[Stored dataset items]
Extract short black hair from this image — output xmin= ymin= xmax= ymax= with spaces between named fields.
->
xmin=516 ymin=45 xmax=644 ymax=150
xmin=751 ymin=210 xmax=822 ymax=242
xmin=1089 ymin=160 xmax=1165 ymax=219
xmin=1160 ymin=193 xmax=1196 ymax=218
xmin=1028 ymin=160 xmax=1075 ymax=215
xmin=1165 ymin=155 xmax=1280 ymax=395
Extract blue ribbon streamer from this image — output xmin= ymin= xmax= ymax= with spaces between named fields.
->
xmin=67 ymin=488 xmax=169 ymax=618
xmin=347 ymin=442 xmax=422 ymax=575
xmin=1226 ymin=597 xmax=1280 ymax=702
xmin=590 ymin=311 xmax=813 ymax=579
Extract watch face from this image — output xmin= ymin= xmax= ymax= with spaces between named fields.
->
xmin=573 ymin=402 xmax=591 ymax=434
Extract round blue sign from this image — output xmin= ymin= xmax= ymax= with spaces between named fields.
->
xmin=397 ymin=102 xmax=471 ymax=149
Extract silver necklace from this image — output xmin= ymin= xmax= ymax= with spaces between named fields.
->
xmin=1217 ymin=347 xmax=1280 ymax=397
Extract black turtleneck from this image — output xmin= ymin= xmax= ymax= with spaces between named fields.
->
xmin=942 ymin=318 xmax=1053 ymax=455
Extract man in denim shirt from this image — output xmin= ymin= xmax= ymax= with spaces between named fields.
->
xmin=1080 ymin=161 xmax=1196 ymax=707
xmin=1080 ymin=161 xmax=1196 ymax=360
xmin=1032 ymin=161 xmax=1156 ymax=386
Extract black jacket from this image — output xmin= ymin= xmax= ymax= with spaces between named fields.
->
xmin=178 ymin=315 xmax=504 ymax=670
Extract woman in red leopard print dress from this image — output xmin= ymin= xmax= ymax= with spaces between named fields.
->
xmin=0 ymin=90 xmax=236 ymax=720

Task objective:
Copy out verbatim the lines of the records from the one containing "Extract man in" up to and including the last line of the records.

Completed exercise:
Extract man in denim shirt from this image — output xmin= ymin= xmax= ymax= with spaces between named fields.
->
xmin=1080 ymin=161 xmax=1196 ymax=707
xmin=1080 ymin=161 xmax=1196 ymax=360
xmin=1032 ymin=161 xmax=1156 ymax=386
Extract black jacket from this image — output xmin= ymin= xmax= ymax= with spaces between named fields.
->
xmin=178 ymin=315 xmax=504 ymax=670
Extract woman in red leopard print dress from this image — output xmin= ymin= xmax= ymax= with spaces between named fields.
->
xmin=0 ymin=90 xmax=236 ymax=720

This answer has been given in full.